- **Description of the task**:
Which rows below contain the string "target", with case counting? Extract each of those rows in full.

-- BEGIN Source records --

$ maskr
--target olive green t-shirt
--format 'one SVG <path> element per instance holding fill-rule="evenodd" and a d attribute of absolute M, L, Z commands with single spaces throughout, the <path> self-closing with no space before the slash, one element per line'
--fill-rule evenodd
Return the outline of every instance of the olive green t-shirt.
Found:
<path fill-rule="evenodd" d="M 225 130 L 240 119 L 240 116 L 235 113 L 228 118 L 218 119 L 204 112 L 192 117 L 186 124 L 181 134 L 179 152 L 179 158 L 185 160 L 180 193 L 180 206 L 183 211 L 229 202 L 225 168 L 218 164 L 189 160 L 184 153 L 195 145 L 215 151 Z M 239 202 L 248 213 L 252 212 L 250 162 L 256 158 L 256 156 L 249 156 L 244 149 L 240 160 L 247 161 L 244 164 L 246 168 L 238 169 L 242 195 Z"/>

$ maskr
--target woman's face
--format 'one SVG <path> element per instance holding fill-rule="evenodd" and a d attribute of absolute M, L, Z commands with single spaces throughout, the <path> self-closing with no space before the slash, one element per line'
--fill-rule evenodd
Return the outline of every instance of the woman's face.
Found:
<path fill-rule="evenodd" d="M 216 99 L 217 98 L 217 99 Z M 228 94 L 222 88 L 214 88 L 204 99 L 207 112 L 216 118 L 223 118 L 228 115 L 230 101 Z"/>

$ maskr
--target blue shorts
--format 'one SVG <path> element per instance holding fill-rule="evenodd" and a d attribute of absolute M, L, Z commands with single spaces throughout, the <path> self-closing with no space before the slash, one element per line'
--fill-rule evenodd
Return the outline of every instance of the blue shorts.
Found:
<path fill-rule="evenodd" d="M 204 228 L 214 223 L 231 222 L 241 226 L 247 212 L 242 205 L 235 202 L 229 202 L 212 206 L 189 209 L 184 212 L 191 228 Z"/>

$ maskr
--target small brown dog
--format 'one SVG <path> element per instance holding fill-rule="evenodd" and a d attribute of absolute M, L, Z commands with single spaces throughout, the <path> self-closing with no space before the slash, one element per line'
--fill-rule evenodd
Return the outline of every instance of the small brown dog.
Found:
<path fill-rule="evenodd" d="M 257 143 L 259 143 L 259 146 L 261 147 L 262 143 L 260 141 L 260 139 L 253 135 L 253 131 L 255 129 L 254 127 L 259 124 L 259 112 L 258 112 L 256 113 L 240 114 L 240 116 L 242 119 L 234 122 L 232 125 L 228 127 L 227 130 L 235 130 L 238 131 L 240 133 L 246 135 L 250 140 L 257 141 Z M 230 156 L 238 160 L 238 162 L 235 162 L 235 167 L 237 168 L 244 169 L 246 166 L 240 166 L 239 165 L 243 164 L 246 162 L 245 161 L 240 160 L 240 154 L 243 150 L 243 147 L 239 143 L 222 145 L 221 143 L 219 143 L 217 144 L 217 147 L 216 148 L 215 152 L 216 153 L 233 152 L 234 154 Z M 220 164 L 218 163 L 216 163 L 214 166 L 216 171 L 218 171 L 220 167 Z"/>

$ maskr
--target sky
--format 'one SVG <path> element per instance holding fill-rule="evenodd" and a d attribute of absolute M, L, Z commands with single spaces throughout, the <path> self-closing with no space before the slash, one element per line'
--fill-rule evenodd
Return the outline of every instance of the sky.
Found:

-- END Source records --
-- BEGIN Source records --

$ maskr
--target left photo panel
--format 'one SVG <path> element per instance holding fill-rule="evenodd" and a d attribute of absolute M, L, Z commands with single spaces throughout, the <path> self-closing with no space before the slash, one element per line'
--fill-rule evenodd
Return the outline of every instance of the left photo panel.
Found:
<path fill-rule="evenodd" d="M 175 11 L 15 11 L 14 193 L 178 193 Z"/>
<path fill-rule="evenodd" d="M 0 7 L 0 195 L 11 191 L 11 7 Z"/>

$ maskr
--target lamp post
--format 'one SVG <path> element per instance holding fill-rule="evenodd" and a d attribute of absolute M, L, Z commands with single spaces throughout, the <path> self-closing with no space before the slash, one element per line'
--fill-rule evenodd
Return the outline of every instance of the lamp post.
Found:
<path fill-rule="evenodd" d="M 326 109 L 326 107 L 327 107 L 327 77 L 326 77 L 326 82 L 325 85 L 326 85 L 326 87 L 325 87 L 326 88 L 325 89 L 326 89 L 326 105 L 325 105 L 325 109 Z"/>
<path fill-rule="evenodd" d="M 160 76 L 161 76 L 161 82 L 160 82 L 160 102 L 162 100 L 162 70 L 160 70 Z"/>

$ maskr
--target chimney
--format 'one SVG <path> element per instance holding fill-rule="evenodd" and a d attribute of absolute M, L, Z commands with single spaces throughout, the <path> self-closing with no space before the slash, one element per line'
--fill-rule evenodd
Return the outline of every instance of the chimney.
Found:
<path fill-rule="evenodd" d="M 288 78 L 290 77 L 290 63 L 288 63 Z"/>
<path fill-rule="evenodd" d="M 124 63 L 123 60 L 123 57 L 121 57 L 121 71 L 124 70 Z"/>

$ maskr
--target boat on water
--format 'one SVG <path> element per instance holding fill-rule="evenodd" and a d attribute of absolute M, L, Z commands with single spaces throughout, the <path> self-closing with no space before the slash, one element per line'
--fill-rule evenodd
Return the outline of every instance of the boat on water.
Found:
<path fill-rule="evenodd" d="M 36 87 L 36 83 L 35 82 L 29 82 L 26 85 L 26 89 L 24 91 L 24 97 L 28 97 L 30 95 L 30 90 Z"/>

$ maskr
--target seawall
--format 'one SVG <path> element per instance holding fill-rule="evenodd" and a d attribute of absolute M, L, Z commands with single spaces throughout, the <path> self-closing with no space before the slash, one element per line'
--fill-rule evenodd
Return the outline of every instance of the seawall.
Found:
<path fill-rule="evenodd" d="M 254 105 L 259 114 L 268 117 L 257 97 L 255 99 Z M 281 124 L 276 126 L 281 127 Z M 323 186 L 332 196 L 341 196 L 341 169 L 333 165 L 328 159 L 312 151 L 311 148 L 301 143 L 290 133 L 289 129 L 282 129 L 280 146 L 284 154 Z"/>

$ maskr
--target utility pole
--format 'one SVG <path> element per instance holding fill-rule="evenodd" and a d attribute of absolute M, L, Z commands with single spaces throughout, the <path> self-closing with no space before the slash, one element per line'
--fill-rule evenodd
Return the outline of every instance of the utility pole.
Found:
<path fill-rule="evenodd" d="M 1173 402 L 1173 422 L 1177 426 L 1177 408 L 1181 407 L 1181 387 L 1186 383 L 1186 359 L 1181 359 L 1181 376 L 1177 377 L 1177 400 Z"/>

-- END Source records --

- **Exercise result**:
--target olive green t-shirt
--target woman's face
--target blue shorts
--target small brown dog
--target sky
--target left photo panel
--target lamp post
--target chimney
--target boat on water
--target seawall
--target utility pole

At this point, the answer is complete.